Some of my African American physician colleagues, when they’re in the hospital, will be handed bed sheets due to the mistaken assumption they’re custodial staff. If you’re a woman, you’re often mistaken for a nurse, even when your name badge is clearly displayed. The problem is not necessarily being confused for another important member of the care team (which includes all hospital staff), but that individuals refuse to treat women and racial/ethnic minority physicians as they would white or male physicians, even when their identities and roles have been made clear.
Are there other examples?
Women get called by other unprofessional terms. People call me “baby” or “sweetie” or “honey.” No one calls their male physician “baby.”
I highlighted several other studies on this topic of bias that manifests as erasure of one’s full identity. There was a powerful opinion piece in JAMA titled “My Name Is Not ‘Interpreter.’” It was written by a psychiatrist who talked about how, when he was a trainee, his attending physician would just call him “Interpreter” because he spoke Spanish. He also talks about being mistaken for a valet.
And I discussed some of the data about gender and racial bias around names. There have been a number of studies using resumes, where the researchers varied the gender or race of the applicant. And when it’s a black-sounding name or a female-sounding name, you get fewer call-backs, you’re perceived as less competent, or you get offered a lower salary.
What impacts do these biases end up having?
There are data that show when you remind women of their gender or African Americans of their race before a test, they do worse. It’s called “priming.” Tying all this together, the point is that, if you introduce a male speaker as Dr. Last Name and you introduce me as Christina, you’re priming the audience to remember him as a physician, a scholar, a thought-leader, but you’re not reminding them of the same thing about me. This may affect the way that the science is both delivered and received, resulting in a waste of resources that were used to generate it.
What do you wish people understood better?
The pushback is often: “So, someone calls you by your first name, so what?” Studies have shown that discrimination is associated with poor birth outcomes, elevated cortisol levels, and shorter telomere length. We know it’s wrong — morally and ethically — to discriminate against people. We know it affects health. But if those things alone were enough, we would have gotten rid of it already.
The business case for caring about these issues is that it results in ineffective use of human capital. A landmark study that was published two years ago showed that when patients are taken care of by female physicians, they do better. The study found patients treated by women were less likely to be readmitted to the hospital or to die within 30 days.
In June, National Institutes of Health Director Francis Collins, M.D., Ph.D, issued a public statement saying he would no longer speak on all-male panels. Do you think the field is starting to come around?

Exercise objective:
In the interview on bias against women and minority physicians, what did the landmark study find about patients cared for by female physicians? You don't need the records that come after this text.

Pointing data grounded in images

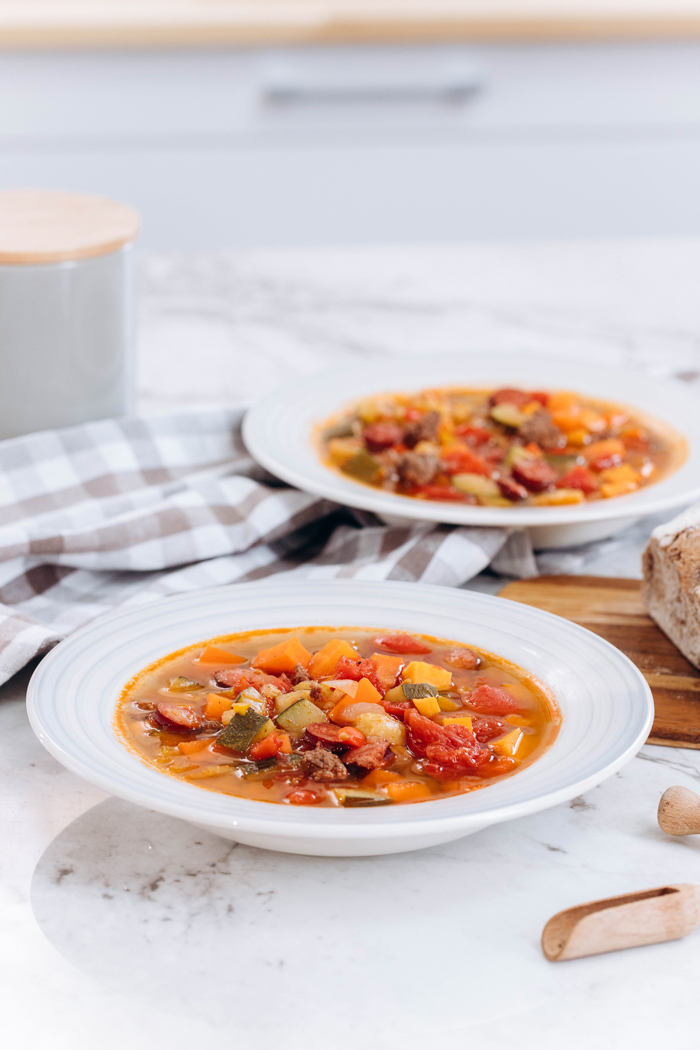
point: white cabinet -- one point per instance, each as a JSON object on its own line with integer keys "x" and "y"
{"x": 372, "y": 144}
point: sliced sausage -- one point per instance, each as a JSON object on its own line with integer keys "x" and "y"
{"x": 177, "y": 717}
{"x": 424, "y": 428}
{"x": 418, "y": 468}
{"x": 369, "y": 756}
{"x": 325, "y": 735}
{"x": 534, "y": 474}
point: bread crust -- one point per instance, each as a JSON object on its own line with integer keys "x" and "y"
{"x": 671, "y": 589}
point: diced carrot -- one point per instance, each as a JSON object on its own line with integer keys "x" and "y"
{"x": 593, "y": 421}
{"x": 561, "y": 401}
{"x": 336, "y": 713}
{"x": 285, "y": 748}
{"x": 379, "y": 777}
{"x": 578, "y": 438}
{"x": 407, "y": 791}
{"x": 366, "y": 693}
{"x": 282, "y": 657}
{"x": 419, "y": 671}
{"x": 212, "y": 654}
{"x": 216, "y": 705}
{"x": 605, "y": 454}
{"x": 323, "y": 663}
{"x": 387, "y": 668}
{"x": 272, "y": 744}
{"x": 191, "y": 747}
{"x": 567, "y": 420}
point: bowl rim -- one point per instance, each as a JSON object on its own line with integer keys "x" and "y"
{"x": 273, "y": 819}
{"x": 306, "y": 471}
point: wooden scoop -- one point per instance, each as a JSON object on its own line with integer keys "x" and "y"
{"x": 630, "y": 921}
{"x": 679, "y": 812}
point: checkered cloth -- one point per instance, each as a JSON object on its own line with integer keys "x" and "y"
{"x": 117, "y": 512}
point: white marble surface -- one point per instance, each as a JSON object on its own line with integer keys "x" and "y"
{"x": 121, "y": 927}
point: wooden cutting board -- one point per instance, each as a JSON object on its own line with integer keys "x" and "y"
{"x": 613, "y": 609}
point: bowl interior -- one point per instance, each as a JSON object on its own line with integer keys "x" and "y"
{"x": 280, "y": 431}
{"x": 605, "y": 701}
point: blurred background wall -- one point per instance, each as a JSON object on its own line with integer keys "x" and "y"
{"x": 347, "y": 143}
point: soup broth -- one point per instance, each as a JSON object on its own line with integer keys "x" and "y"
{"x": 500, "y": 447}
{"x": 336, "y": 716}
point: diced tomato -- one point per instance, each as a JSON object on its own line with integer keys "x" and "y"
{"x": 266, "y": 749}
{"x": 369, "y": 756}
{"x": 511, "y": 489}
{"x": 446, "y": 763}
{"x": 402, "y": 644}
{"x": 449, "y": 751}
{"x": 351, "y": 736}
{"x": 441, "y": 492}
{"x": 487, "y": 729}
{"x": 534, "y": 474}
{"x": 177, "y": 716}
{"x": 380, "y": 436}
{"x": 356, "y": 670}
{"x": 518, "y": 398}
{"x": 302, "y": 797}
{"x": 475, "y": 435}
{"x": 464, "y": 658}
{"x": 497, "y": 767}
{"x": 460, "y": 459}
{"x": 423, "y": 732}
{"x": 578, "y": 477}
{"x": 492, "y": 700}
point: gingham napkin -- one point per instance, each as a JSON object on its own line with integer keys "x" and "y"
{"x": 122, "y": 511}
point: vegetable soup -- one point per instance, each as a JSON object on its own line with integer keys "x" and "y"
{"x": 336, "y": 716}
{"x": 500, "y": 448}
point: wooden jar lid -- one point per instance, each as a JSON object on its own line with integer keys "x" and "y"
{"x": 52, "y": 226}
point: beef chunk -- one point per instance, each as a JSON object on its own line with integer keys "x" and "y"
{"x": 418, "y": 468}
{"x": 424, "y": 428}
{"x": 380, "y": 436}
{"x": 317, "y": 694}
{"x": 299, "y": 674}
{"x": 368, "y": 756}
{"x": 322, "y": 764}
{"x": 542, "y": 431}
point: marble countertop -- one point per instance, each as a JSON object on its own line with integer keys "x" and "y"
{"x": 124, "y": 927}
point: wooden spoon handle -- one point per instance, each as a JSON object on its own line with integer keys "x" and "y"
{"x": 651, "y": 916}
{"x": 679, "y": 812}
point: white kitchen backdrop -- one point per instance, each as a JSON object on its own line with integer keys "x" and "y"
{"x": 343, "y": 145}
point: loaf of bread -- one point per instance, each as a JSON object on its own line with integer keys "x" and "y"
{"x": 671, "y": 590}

--

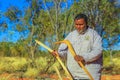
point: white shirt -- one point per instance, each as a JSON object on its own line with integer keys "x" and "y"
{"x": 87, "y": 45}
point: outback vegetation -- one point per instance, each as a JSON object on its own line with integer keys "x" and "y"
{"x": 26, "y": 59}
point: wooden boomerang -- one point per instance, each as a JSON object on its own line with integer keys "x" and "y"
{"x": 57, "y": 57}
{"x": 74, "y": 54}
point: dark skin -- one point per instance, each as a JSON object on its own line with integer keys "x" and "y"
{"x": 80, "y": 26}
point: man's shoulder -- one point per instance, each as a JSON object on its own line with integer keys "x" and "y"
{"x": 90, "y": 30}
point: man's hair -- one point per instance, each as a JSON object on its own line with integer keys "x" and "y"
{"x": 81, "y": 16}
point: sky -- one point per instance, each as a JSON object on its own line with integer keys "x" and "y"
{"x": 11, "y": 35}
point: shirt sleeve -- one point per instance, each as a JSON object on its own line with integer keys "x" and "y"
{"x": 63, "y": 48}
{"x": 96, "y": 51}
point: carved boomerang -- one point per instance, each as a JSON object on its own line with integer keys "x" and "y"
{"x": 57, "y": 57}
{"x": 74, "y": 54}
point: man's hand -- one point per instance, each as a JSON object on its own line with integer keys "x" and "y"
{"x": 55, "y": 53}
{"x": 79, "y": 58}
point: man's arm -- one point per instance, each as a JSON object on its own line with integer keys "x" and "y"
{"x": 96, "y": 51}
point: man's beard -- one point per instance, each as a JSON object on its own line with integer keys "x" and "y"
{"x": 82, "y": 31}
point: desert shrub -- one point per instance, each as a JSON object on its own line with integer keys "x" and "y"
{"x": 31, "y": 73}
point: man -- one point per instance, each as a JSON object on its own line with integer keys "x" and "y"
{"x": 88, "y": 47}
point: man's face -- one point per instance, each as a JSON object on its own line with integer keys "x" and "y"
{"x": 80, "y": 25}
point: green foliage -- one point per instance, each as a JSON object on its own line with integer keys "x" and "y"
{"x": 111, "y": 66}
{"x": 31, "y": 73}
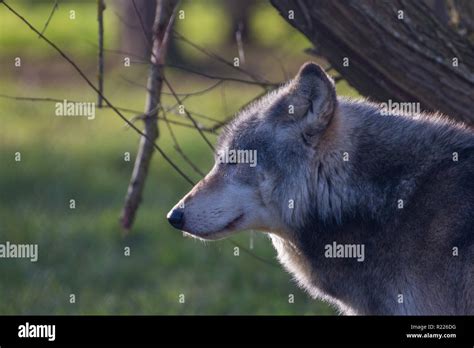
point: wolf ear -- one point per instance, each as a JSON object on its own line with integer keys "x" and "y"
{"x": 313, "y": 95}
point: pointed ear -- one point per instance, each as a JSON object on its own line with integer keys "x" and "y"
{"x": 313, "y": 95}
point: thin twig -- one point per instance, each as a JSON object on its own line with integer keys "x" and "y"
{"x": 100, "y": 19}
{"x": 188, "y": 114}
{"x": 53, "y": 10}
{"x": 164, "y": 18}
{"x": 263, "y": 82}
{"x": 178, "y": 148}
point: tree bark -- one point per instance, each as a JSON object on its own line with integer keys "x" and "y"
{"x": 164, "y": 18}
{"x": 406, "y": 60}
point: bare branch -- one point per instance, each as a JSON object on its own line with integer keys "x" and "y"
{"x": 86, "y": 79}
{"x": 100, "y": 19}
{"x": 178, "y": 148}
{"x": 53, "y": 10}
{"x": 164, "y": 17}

Exercise solution:
They were less likely to be readmitted to the hospital or to die within 30 days.